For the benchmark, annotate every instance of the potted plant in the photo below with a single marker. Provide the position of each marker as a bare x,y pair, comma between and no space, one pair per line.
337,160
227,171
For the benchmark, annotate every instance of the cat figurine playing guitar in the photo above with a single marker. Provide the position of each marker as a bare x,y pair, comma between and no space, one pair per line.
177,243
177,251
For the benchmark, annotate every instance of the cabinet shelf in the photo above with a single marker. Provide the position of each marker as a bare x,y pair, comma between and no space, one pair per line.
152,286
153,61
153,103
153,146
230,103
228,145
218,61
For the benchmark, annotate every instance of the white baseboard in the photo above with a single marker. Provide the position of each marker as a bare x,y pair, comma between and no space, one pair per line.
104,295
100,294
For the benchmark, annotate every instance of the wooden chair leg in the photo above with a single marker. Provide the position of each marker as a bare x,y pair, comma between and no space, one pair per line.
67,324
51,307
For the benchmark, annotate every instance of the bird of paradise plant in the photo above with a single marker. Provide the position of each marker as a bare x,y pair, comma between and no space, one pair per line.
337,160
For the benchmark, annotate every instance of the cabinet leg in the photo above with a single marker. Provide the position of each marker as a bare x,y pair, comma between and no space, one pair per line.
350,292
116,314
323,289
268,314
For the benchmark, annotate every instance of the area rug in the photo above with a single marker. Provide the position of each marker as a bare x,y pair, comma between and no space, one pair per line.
● ● ● ●
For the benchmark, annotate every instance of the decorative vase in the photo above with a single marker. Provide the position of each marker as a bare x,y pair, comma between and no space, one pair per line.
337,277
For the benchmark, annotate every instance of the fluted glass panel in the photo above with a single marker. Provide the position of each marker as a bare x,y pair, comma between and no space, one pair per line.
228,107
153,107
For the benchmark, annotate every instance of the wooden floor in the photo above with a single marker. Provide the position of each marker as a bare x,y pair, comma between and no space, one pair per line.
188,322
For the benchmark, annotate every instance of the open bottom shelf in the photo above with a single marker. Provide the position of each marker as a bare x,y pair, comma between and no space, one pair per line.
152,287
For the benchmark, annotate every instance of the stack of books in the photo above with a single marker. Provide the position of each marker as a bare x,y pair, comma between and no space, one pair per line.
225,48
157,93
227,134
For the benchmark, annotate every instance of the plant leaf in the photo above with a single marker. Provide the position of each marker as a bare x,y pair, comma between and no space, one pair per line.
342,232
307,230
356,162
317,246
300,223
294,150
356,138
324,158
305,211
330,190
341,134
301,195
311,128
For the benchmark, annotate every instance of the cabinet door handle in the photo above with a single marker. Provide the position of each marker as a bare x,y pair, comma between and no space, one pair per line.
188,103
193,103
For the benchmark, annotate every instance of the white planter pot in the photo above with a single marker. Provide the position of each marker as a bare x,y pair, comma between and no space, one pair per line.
● ● ● ●
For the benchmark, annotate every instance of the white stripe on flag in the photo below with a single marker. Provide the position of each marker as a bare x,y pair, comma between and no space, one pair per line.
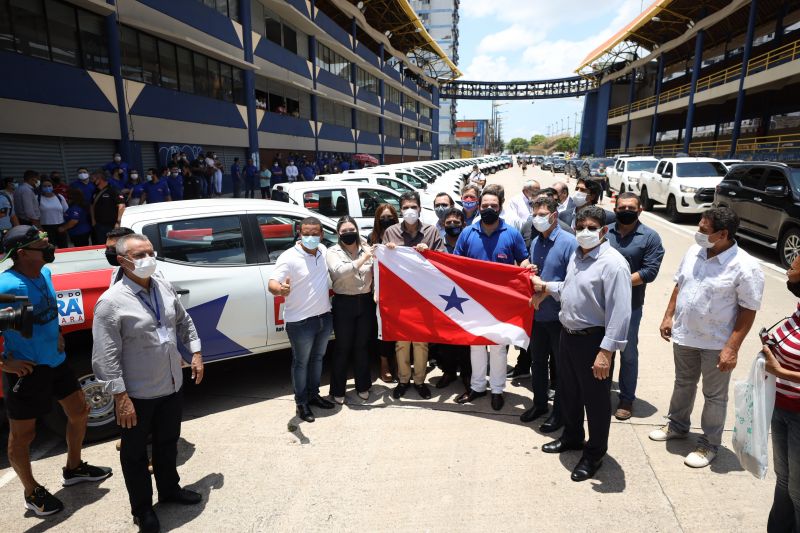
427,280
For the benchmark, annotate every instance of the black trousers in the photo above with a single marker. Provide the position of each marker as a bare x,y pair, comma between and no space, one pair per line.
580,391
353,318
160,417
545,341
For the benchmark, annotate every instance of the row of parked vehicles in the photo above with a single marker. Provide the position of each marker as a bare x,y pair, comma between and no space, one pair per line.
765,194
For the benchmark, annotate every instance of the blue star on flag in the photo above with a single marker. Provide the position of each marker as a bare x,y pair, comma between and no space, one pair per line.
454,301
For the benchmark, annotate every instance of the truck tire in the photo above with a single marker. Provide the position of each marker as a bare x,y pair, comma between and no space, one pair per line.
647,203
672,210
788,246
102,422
● ● ● ●
_Requirement_
Please print, unchanged, the part of the listing that opens with the line containing "For the benchmark, annotate every instance of the plant" and closes with the line containing "For the benchmark, annotate every instance of the white planter", both of those lines included.

_Answer to the task_
For the benchmark, annotate every instance of the plant leaf in the photo above with a single marker. Provide the position of each marker as a bare x,y pair, comma between and no space, one pair per line.
342,232
307,230
356,162
317,246
300,223
294,150
356,138
324,158
305,211
330,190
341,134
301,195
311,128
For the benchmark, annotate every instance of the cabinet door handle in the photo above with a single marker. Provide the position of each marker as a bare x,y pair, comma between and no space, one pair per line.
188,103
193,103
For the benchmark, annotate every instance of the white planter pot in the photo above with a single marker. Provide the position of each marker as a bare x,y pair, comma between and no space, one pair per line.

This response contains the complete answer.